The task –
Put every line of the items below into a Markdown table with the columns Row and Line. Number the lines in order and leave out any blank lines.

The input –
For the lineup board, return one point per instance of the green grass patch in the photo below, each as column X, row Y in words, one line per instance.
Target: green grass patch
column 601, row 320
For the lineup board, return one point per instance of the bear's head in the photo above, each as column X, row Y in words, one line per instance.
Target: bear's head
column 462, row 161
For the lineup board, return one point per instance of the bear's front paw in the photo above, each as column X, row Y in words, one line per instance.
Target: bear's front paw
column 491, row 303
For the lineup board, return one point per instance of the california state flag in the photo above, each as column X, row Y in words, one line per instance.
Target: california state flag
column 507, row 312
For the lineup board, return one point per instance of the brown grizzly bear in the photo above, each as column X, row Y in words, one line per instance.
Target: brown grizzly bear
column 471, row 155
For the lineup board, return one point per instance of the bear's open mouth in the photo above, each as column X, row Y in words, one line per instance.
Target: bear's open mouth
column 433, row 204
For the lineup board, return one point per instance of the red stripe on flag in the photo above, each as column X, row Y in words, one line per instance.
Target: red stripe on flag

Full response –
| Row | Line |
|---|---|
| 1 | For the lineup board, return one point per instance of the green grass patch in the photo below, each as column X, row Y in words, one line per instance. |
| 2 | Target: green grass patch |
| 3 | column 601, row 320 |
| 4 | For the lineup board, return one point per instance of the bear's head in the photo above, each as column X, row Y in words, one line per instance. |
| 5 | Target: bear's head |
| 6 | column 462, row 161 |
| 7 | For the lineup board, return one point per instance of the bear's front paw in the photo above, each as column X, row Y in words, one line per instance. |
| 8 | Target: bear's front paw |
| 9 | column 491, row 303 |
| 10 | For the lineup board, return one point per instance of the california state flag in the photo above, each as column X, row Y in words, one line per instance. |
| 11 | Target: california state flag |
| 12 | column 507, row 312 |
| 13 | For the lineup board, return one point per instance of the brown grizzly bear in the photo above, each as column X, row Y in words, one line per instance. |
| 14 | Target: brown grizzly bear |
| 15 | column 471, row 155 |
| 16 | For the lineup board, return one point per instance of the bear's open mouth in the photo above, each as column X, row Y in words, one line per instance. |
| 17 | Target: bear's open mouth |
| 18 | column 433, row 204 |
| 19 | For the lineup board, return one point per instance of the red stripe on flag in the photo above, each as column X, row Y in words, one line per instance. |
| 20 | Target: red stripe on flag |